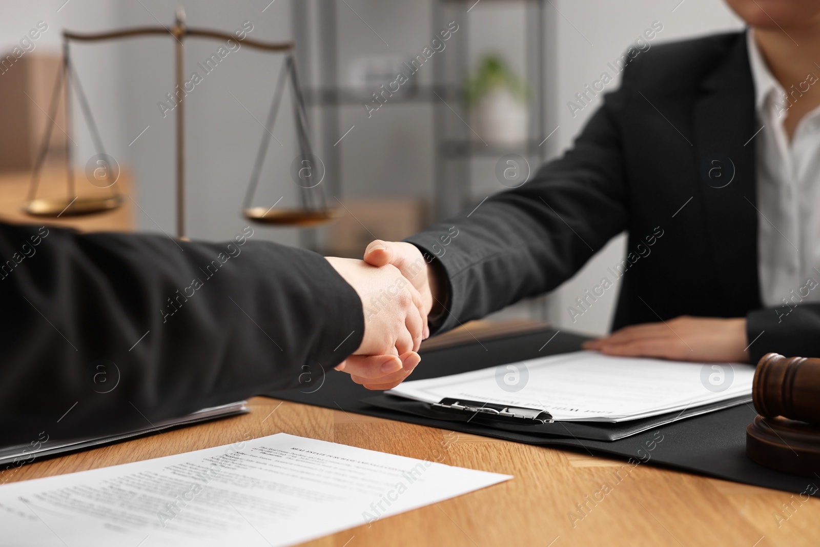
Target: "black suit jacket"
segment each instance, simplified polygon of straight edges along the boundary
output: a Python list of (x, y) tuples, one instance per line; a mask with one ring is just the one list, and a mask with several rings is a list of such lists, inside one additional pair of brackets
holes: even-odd
[[(759, 127), (745, 33), (640, 53), (563, 157), (472, 214), (408, 239), (446, 271), (450, 313), (440, 330), (557, 287), (626, 230), (631, 255), (613, 328), (745, 316), (753, 362), (769, 351), (820, 356), (820, 306), (761, 303), (749, 141)], [(722, 179), (710, 178), (715, 166)], [(730, 170), (731, 182), (718, 188)], [(620, 274), (600, 275), (577, 312), (612, 298), (596, 294)]]
[(361, 344), (361, 300), (320, 255), (253, 231), (205, 244), (0, 224), (0, 444), (314, 389)]

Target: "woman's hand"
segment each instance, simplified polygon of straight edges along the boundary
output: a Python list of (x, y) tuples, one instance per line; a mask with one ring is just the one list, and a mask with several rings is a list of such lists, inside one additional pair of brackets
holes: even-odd
[(677, 361), (748, 362), (745, 317), (681, 316), (660, 323), (633, 325), (584, 344), (607, 355)]

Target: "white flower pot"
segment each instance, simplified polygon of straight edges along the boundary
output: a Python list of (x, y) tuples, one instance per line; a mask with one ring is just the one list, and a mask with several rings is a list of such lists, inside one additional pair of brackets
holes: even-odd
[(526, 140), (528, 112), (507, 89), (495, 89), (478, 103), (476, 132), (487, 143), (520, 144)]

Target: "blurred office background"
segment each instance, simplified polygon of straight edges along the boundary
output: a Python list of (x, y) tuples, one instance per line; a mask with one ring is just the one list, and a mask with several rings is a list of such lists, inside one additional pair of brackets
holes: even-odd
[[(36, 154), (48, 121), (44, 111), (59, 66), (62, 31), (171, 26), (178, 5), (191, 27), (233, 32), (247, 21), (252, 25), (249, 38), (295, 42), (311, 136), (326, 166), (322, 185), (331, 204), (338, 205), (337, 198), (344, 203), (344, 216), (301, 235), (294, 228), (255, 226), (254, 238), (351, 256), (373, 236), (408, 235), (504, 189), (497, 165), (508, 154), (525, 158), (533, 172), (539, 163), (560, 154), (601, 98), (574, 113), (567, 103), (577, 103), (576, 93), (603, 72), (615, 78), (606, 89), (615, 89), (617, 75), (608, 63), (614, 65), (639, 37), (652, 47), (741, 26), (721, 0), (6, 2), (0, 17), (0, 148), (5, 149), (0, 149), (0, 201), (11, 199), (10, 194), (2, 197), (3, 177), (21, 180)], [(451, 21), (458, 25), (454, 32)], [(33, 39), (30, 33), (35, 29), (40, 32)], [(654, 30), (651, 39), (645, 38), (648, 30)], [(449, 39), (434, 43), (443, 30), (450, 31)], [(283, 59), (242, 47), (205, 75), (198, 63), (221, 45), (189, 39), (185, 46), (186, 80), (194, 71), (203, 75), (185, 98), (186, 210), (192, 239), (227, 239), (248, 224), (240, 214), (243, 198)], [(166, 94), (174, 93), (173, 39), (73, 43), (71, 54), (105, 151), (133, 181), (126, 222), (140, 230), (174, 234), (175, 118), (173, 112), (163, 116), (160, 105), (170, 106)], [(420, 55), (425, 62), (410, 75), (402, 63)], [(500, 70), (490, 62), (494, 58), (503, 62)], [(473, 93), (467, 107), (462, 88), (482, 63), (485, 80), (500, 78), (511, 93), (490, 104), (481, 103), (481, 96), (475, 100)], [(368, 112), (366, 103), (376, 106), (371, 93), (394, 81), (397, 71), (407, 73), (409, 80), (378, 110)], [(519, 80), (526, 84), (520, 85)], [(480, 79), (470, 89), (480, 92), (481, 85)], [(271, 131), (276, 140), (271, 139), (254, 200), (260, 205), (272, 205), (280, 198), (282, 205), (297, 199), (290, 176), (298, 156), (290, 100), (286, 95)], [(70, 112), (70, 125), (63, 112), (54, 121), (60, 125), (52, 135), (59, 145), (54, 148), (65, 146), (59, 144), (67, 139), (61, 135), (65, 125), (74, 163), (83, 169), (97, 150), (80, 105), (73, 104)], [(494, 122), (494, 116), (508, 123)], [(52, 151), (49, 165), (59, 163), (60, 153)], [(616, 291), (607, 291), (575, 322), (567, 308), (607, 276), (608, 267), (619, 263), (624, 241), (622, 235), (614, 239), (553, 294), (502, 316), (606, 332)]]

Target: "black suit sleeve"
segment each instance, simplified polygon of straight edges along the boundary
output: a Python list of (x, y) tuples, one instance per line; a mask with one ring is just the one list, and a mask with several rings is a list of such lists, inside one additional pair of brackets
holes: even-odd
[(613, 118), (626, 86), (607, 95), (574, 146), (531, 180), (406, 239), (446, 271), (447, 312), (432, 332), (554, 289), (626, 228)]
[(253, 235), (0, 225), (0, 442), (121, 431), (320, 381), (360, 344), (361, 301), (320, 255)]
[(781, 306), (746, 314), (749, 362), (766, 353), (820, 357), (820, 304)]

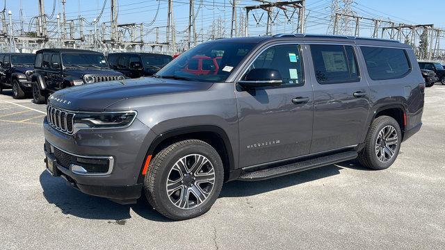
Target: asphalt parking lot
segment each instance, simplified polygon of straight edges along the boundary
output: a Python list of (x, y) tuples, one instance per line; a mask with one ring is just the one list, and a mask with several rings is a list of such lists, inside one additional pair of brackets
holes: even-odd
[(445, 86), (396, 162), (354, 162), (226, 183), (204, 215), (171, 222), (141, 201), (90, 197), (44, 170), (45, 106), (0, 95), (0, 249), (445, 249)]

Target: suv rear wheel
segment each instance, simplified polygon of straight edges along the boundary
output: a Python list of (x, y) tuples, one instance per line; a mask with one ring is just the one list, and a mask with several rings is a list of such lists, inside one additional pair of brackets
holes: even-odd
[(42, 90), (39, 88), (37, 83), (33, 83), (33, 101), (35, 104), (43, 104), (46, 102), (47, 99), (42, 94)]
[(175, 220), (207, 212), (219, 196), (224, 181), (222, 162), (207, 143), (187, 140), (158, 153), (144, 179), (148, 201)]
[(13, 98), (16, 99), (24, 99), (25, 92), (23, 91), (17, 80), (13, 80)]
[(376, 170), (389, 167), (398, 155), (401, 140), (397, 121), (385, 115), (376, 118), (366, 135), (365, 147), (359, 153), (359, 162)]

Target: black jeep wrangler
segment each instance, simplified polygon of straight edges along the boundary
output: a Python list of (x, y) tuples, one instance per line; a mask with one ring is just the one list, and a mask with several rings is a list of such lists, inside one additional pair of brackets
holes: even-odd
[(111, 69), (130, 78), (152, 76), (173, 60), (154, 53), (111, 53), (108, 59)]
[(110, 69), (103, 53), (88, 50), (41, 49), (36, 52), (34, 68), (33, 98), (38, 104), (65, 88), (125, 78), (122, 73)]
[(12, 88), (14, 99), (23, 99), (31, 92), (35, 58), (32, 53), (0, 54), (0, 93)]

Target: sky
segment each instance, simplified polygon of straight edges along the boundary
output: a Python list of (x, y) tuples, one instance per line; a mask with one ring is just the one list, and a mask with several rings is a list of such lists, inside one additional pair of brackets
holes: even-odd
[[(3, 0), (4, 1), (4, 0)], [(51, 16), (55, 3), (53, 21), (56, 21), (58, 12), (61, 12), (61, 0), (45, 0), (45, 12)], [(81, 15), (87, 22), (91, 22), (101, 12), (104, 0), (66, 0), (66, 12), (67, 19), (75, 19)], [(103, 15), (102, 22), (110, 20), (110, 1), (108, 0)], [(38, 0), (6, 0), (6, 10), (11, 10), (13, 19), (19, 20), (19, 12), (22, 6), (24, 29), (27, 31), (30, 26), (29, 20), (38, 15)], [(159, 28), (159, 35), (165, 36), (167, 19), (166, 0), (118, 0), (119, 5), (120, 23), (144, 23), (144, 33), (146, 40), (155, 39), (154, 27)], [(195, 0), (196, 18), (196, 29), (198, 34), (202, 34), (201, 39), (205, 40), (209, 37), (209, 33), (213, 20), (226, 27), (227, 36), (229, 33), (231, 5), (229, 0)], [(258, 2), (252, 0), (238, 1), (238, 15), (244, 16), (243, 7), (247, 5), (257, 5)], [(180, 40), (185, 38), (187, 32), (188, 22), (188, 0), (173, 0), (175, 24), (176, 25), (177, 36)], [(330, 28), (330, 0), (307, 0), (307, 30), (308, 33), (326, 33)], [(159, 6), (159, 10), (158, 10)], [(445, 27), (445, 20), (443, 19), (443, 11), (445, 9), (445, 1), (423, 0), (423, 1), (414, 0), (355, 0), (353, 4), (353, 10), (357, 15), (366, 17), (391, 19), (396, 23), (410, 24), (434, 24), (435, 27)], [(252, 11), (250, 15), (250, 35), (264, 35), (266, 31), (266, 14), (261, 10)], [(157, 15), (156, 15), (157, 13)], [(286, 13), (291, 15), (292, 11)], [(273, 33), (295, 33), (296, 24), (295, 19), (287, 22), (282, 11), (275, 12), (277, 19), (272, 28)], [(295, 17), (296, 17), (296, 14)], [(255, 21), (257, 20), (257, 22)], [(91, 28), (92, 26), (84, 24), (86, 28)], [(18, 24), (15, 24), (14, 29), (20, 29)], [(33, 28), (33, 26), (31, 26)], [(50, 25), (49, 30), (56, 30), (55, 22)], [(362, 25), (362, 34), (366, 35), (372, 30), (370, 23)], [(165, 39), (165, 38), (164, 38)], [(198, 40), (200, 38), (198, 38)]]

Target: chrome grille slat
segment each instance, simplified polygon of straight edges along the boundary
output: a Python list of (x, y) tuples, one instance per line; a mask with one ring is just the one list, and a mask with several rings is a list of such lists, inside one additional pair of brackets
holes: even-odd
[(67, 134), (73, 133), (75, 114), (51, 106), (47, 109), (48, 124), (54, 128)]

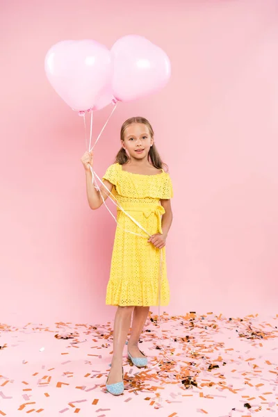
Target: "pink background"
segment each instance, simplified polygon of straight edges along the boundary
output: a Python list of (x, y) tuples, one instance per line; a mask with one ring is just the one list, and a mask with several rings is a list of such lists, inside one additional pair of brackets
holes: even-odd
[[(0, 15), (1, 321), (114, 315), (105, 293), (115, 224), (88, 207), (83, 121), (51, 88), (44, 59), (59, 40), (111, 47), (129, 33), (162, 47), (172, 76), (119, 105), (95, 169), (113, 162), (127, 117), (149, 119), (175, 192), (163, 309), (277, 311), (277, 1), (7, 0)], [(95, 138), (110, 111), (95, 113)]]

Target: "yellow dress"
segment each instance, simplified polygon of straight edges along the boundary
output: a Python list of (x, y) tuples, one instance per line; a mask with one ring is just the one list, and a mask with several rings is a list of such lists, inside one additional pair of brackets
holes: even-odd
[[(113, 184), (112, 195), (122, 207), (149, 234), (161, 233), (161, 216), (165, 213), (161, 199), (173, 195), (169, 174), (145, 175), (122, 170), (119, 163), (111, 165), (104, 177)], [(161, 251), (163, 253), (161, 305), (170, 301), (165, 247), (157, 249), (148, 243), (148, 235), (123, 211), (117, 209), (117, 225), (112, 254), (106, 304), (113, 306), (158, 305)], [(133, 232), (133, 234), (129, 231)]]

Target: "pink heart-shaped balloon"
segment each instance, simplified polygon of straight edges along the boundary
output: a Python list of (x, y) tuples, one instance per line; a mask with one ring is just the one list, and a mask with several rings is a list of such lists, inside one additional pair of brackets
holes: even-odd
[(112, 58), (104, 45), (92, 40), (63, 40), (45, 57), (47, 76), (72, 108), (92, 108), (111, 83)]
[(137, 35), (120, 38), (112, 47), (112, 90), (121, 101), (129, 101), (164, 87), (171, 74), (170, 59), (161, 48)]

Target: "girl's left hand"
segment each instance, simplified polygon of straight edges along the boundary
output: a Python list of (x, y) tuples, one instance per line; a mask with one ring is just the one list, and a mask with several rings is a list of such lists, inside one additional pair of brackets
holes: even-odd
[(166, 236), (160, 233), (157, 233), (149, 238), (148, 243), (149, 242), (156, 247), (162, 249), (166, 245)]

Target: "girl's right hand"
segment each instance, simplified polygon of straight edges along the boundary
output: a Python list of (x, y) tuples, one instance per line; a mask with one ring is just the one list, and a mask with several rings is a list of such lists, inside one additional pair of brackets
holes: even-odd
[(81, 158), (81, 162), (84, 166), (85, 170), (90, 172), (90, 165), (92, 167), (92, 152), (86, 151)]

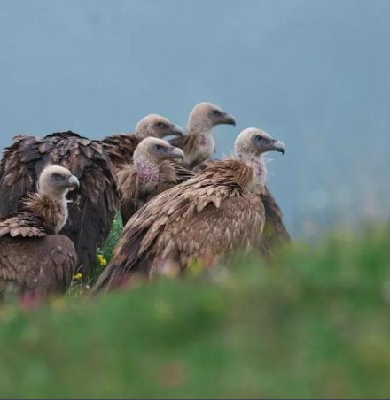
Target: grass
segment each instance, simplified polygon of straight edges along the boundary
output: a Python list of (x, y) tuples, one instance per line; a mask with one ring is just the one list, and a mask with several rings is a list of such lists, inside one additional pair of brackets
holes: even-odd
[(98, 300), (8, 304), (0, 355), (2, 398), (388, 397), (390, 230)]

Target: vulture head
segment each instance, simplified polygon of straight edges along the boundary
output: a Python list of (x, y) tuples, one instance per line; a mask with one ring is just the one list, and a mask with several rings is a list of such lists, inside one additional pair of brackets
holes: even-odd
[(252, 188), (254, 192), (261, 193), (264, 189), (267, 168), (261, 155), (267, 151), (285, 154), (285, 144), (256, 127), (243, 130), (236, 139), (236, 155), (254, 171), (255, 180)]
[(199, 103), (195, 105), (188, 119), (188, 130), (210, 132), (217, 125), (236, 125), (236, 119), (230, 114), (211, 103)]
[(48, 165), (41, 173), (38, 192), (55, 197), (64, 197), (68, 192), (80, 187), (79, 180), (60, 165)]
[(246, 156), (260, 157), (267, 151), (278, 151), (285, 154), (285, 144), (257, 127), (243, 130), (236, 139), (236, 154), (240, 158)]
[(142, 119), (136, 128), (136, 134), (142, 137), (158, 137), (174, 135), (182, 136), (183, 129), (160, 115), (150, 114)]
[(181, 149), (174, 147), (168, 142), (157, 137), (144, 139), (134, 152), (136, 165), (159, 165), (169, 158), (184, 159), (184, 153)]

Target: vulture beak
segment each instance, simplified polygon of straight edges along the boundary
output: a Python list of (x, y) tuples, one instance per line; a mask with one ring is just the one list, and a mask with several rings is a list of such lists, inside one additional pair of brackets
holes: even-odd
[(183, 160), (184, 152), (182, 150), (182, 149), (172, 146), (170, 151), (168, 153), (166, 153), (165, 157), (167, 158), (181, 158), (182, 160)]
[(183, 132), (183, 129), (177, 126), (177, 125), (172, 125), (170, 129), (170, 135), (174, 136), (183, 136), (184, 133)]
[(232, 115), (224, 112), (222, 115), (222, 119), (223, 119), (222, 122), (222, 124), (233, 125), (234, 127), (236, 126), (236, 119)]
[(68, 183), (71, 186), (71, 188), (80, 188), (80, 181), (74, 175), (72, 175), (69, 178)]
[(272, 140), (269, 150), (271, 151), (278, 151), (279, 153), (285, 154), (285, 143), (281, 141), (277, 141), (275, 139)]

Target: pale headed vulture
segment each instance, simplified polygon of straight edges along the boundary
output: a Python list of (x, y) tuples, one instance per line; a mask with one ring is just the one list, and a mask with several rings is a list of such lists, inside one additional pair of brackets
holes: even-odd
[(58, 235), (66, 222), (66, 195), (80, 185), (59, 165), (45, 167), (38, 191), (24, 208), (0, 219), (0, 293), (65, 293), (77, 266), (73, 242)]
[(0, 214), (21, 207), (27, 195), (35, 192), (38, 176), (50, 164), (69, 169), (80, 181), (80, 190), (69, 195), (69, 219), (62, 233), (74, 242), (82, 271), (90, 272), (96, 249), (107, 239), (119, 206), (113, 168), (98, 142), (73, 132), (42, 139), (17, 136), (4, 150), (0, 165)]
[(194, 175), (170, 160), (184, 158), (181, 149), (155, 137), (144, 139), (134, 151), (133, 163), (118, 173), (123, 225), (148, 201)]
[(193, 169), (214, 153), (214, 127), (222, 124), (236, 125), (236, 120), (217, 105), (199, 103), (190, 113), (185, 135), (172, 139), (170, 143), (184, 151), (185, 165)]
[(167, 264), (260, 248), (265, 223), (258, 193), (265, 182), (261, 155), (285, 151), (263, 131), (243, 131), (235, 157), (214, 161), (195, 177), (161, 193), (129, 220), (94, 291), (123, 285), (132, 273), (154, 276)]

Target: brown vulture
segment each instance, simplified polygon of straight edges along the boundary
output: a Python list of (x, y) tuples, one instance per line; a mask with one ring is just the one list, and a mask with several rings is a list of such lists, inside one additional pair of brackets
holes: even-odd
[(182, 136), (183, 130), (169, 119), (156, 114), (151, 114), (141, 119), (134, 134), (123, 134), (108, 136), (101, 142), (110, 156), (118, 173), (123, 166), (132, 163), (136, 146), (146, 137)]
[(69, 219), (62, 233), (74, 242), (81, 270), (90, 272), (96, 248), (108, 237), (119, 205), (113, 169), (98, 142), (73, 132), (42, 139), (17, 136), (0, 164), (0, 214), (20, 208), (26, 196), (36, 190), (37, 177), (49, 164), (69, 169), (80, 180), (80, 190), (69, 194)]
[(58, 235), (67, 219), (66, 195), (79, 181), (66, 168), (45, 167), (38, 191), (23, 208), (0, 219), (0, 293), (65, 293), (77, 266), (73, 242)]
[(129, 220), (94, 292), (118, 288), (135, 273), (154, 276), (167, 264), (183, 269), (199, 257), (260, 248), (265, 212), (258, 193), (266, 178), (261, 155), (270, 150), (285, 148), (260, 129), (246, 129), (236, 141), (236, 157), (211, 163), (152, 199)]
[(187, 132), (170, 143), (184, 151), (185, 164), (191, 169), (207, 161), (215, 151), (213, 128), (217, 125), (236, 125), (234, 118), (217, 105), (199, 103), (190, 113)]
[(155, 137), (144, 139), (134, 151), (133, 163), (118, 173), (123, 225), (136, 210), (160, 193), (194, 175), (172, 159), (184, 158), (181, 149)]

▶ What is needed: Render the text from the line with "Target: black jeep wrangler" up to and including the line with "54), (0, 93)]" as a Markdown table with the columns Number and Line, skipping blank lines.

▶ Written answer:
| Number | Line |
|---|---|
| 1 | Target: black jeep wrangler |
| 2 | segment each instance, simplified polygon of straight edges along the boundary |
| 3 | output: a Python list of (x, y) tuples, one instance per line; a mask with one ring is just the one list, and a mask with several rings is a list of such lists, inside one additional pair of brackets |
| 4 | holes: even-odd |
| 5 | [(111, 69), (130, 78), (152, 76), (173, 60), (154, 53), (111, 53), (108, 59)] |
| 6 | [(110, 69), (103, 53), (88, 50), (41, 49), (36, 52), (34, 68), (33, 98), (38, 104), (65, 88), (125, 78), (122, 73)] |
| 7 | [(12, 88), (14, 99), (23, 99), (31, 92), (35, 58), (32, 53), (0, 54), (0, 93)] |